• **Travail à faire**
1: Selon le texte retenu, quelle part des ressources de la planète revient aux 70 % les plus pauvres de la population mondiale ?
2: Reproduire à l'identique les entrées, en commençant à la ligne qui contient « locate metal window » et en s'arrêtant après la dernière ligne des entrées, ces deux lignes comprises.

• **Texte retenu**
Nous savons cependant que la pauvreté, la ségrégation spatiale et la vulnérabilité des villes et de leur population ne sont pas seulement dues à l'absence de décisions politiques, à l'existence de mécanismes ou à des institutions déficientes. ONU-HABITAT / ROLAC (Bureau régional pour l'Amérique latine et les Caraïbes) a publié diverses études analysant la situation actuelle des villes latino-américaines. Le rapport sur la pauvreté en Amérique latine et dans les Caraïbes « Rostros de la Pobreza en Ciudades de América Latina y El Caribe »[9]  détaille la réalité d'une grande partie de la population qui vit dans les villes de cette région du monde : précarité du logement, des services, de l'eau, de l'assainissement, du traitement des déchets, des transports, stagnation de l'accès à la propriété, violence... Ces conditions sont le produit d'une situation d'exclusion structurelle dans laquelle le risque et la vulnérabilité sont le quotidien de la majorité de la population. On constate à travers le monde un phénomène croissant d'iniquité dans la distribution des revenus. Un récent rapport d'Oxfam sur les inégalités dans le monde[10]  présente des chiffres éloquents. Selon ce rapport, la richesse mondiale est divisée en deux : la première moitié est contrôlée par 1 % de la population globale, tandis que la seconde est répartie sur les 99 % restants. De même, 86 % des ressources de la planète sont accaparées par 10 % de la population mondiale, tandis que que les 70 % les plus pauvres (soit plus de 3 000 millions d'adultes) ne disposent que de 3 % de ces ressources. Ce rapport et d'autres études indiquent que ces inégalités continuent de se creuser et sont de plus en plus flagrantes dans les zones où se concentre la majorité de la population, c'est-à-dire les villes.

En ce qui concerne la relation entre zones urbaines et rurales, le document préparatoire n°10 d'Habitat III, « Vinculos urbano-rurales »[11] , indique que : « Les interdépendances entre zones urbaines et rurales ainsi que leurs flux et fonctions sont mis en évidence par les dynamiques économiques locales et nationales, les liens socioculturels et les synergies environnementales qui ont lieu via les établissements humains. Ces derniers comprennent les transferts de fonds, l'accès à l'alimentation, la migration, la prévention et la réduction des pertes et déchets alimentaires, les services des écosystèmes, les biens, les services sociaux, les transports, l'emploi, l'énergie et les marchés. »

• **Données de l'exercice**

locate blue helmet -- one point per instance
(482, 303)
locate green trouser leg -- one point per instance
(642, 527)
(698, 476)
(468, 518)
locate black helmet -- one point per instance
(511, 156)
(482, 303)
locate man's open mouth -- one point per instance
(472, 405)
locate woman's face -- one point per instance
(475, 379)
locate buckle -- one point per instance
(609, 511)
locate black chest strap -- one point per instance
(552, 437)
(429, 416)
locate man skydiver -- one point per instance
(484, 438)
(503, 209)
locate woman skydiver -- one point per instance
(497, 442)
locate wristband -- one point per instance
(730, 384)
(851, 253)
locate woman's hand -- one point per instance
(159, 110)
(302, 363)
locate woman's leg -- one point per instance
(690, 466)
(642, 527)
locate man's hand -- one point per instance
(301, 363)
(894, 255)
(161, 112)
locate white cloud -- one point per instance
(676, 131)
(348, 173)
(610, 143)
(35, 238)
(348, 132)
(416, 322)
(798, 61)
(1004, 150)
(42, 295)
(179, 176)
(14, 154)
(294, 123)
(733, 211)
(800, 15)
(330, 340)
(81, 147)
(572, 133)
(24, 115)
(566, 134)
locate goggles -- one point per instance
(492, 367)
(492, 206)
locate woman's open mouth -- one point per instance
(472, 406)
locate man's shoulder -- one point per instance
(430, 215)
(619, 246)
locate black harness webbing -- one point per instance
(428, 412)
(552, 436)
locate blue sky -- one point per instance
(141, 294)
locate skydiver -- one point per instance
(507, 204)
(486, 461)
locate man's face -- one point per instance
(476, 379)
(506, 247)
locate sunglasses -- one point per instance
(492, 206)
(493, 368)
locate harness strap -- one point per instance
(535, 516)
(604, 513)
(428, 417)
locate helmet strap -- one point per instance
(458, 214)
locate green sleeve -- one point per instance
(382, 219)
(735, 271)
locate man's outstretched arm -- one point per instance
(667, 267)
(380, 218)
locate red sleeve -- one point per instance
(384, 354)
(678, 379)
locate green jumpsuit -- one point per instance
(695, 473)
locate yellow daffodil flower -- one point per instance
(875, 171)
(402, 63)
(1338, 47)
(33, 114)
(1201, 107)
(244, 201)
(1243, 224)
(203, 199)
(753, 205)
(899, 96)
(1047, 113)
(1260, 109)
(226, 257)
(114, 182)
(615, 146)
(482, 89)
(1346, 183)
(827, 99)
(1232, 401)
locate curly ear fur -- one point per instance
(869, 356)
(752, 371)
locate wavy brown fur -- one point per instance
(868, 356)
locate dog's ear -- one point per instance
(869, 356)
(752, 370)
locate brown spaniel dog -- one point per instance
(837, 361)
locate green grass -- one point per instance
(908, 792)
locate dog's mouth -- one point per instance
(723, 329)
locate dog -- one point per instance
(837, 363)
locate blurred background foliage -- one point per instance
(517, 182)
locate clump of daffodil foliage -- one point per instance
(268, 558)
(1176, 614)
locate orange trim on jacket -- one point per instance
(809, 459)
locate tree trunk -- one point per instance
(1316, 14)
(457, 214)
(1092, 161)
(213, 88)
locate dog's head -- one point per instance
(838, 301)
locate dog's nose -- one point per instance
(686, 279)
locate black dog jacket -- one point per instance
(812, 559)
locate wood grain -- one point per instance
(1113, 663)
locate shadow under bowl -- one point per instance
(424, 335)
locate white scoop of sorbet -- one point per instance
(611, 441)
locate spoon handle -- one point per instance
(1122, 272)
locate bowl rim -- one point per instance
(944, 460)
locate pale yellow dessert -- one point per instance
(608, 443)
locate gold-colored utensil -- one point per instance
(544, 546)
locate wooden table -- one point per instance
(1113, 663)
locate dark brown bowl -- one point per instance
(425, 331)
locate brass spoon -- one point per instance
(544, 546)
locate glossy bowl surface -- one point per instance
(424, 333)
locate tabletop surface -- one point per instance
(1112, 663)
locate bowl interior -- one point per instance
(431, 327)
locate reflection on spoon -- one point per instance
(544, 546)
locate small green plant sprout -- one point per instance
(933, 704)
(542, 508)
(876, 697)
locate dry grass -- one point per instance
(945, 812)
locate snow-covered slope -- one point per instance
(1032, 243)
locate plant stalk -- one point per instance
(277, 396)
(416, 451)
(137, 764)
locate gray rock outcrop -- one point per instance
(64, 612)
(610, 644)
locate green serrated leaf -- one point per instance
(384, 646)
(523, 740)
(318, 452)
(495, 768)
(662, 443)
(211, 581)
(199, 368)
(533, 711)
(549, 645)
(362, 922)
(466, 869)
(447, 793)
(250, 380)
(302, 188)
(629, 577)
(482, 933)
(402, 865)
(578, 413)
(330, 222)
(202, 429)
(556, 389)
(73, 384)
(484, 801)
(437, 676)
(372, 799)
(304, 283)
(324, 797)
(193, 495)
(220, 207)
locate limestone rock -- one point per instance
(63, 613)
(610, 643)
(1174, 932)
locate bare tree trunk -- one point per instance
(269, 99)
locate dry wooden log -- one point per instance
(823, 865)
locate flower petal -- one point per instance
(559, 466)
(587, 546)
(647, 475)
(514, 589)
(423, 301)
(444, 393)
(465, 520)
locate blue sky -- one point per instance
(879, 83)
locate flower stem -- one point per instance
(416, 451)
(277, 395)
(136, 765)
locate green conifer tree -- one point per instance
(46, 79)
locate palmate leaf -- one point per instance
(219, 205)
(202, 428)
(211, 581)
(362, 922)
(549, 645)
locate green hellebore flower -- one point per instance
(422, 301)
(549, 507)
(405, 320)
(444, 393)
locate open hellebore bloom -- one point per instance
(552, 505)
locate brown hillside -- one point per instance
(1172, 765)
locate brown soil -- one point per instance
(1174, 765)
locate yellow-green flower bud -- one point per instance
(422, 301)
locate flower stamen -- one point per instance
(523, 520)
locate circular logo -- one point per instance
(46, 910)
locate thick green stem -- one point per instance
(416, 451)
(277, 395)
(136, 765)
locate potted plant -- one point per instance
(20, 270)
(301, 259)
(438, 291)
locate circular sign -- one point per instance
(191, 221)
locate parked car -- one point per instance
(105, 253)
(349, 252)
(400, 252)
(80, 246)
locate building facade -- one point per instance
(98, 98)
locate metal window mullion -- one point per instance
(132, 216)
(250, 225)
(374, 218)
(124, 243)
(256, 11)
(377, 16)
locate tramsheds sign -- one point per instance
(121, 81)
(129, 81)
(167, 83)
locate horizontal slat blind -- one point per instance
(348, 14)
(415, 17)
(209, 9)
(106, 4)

• **Liste des corrigés**
1: Ils ne disposent que de 3 % de ces ressources.

2:
locate metal window mullion -- one point per instance
(132, 216)
(250, 225)
(374, 218)
(124, 243)
(256, 11)
(377, 16)
locate tramsheds sign -- one point per instance
(121, 81)
(129, 81)
(167, 83)
locate horizontal slat blind -- one point per instance
(348, 14)
(415, 17)
(209, 9)
(106, 4)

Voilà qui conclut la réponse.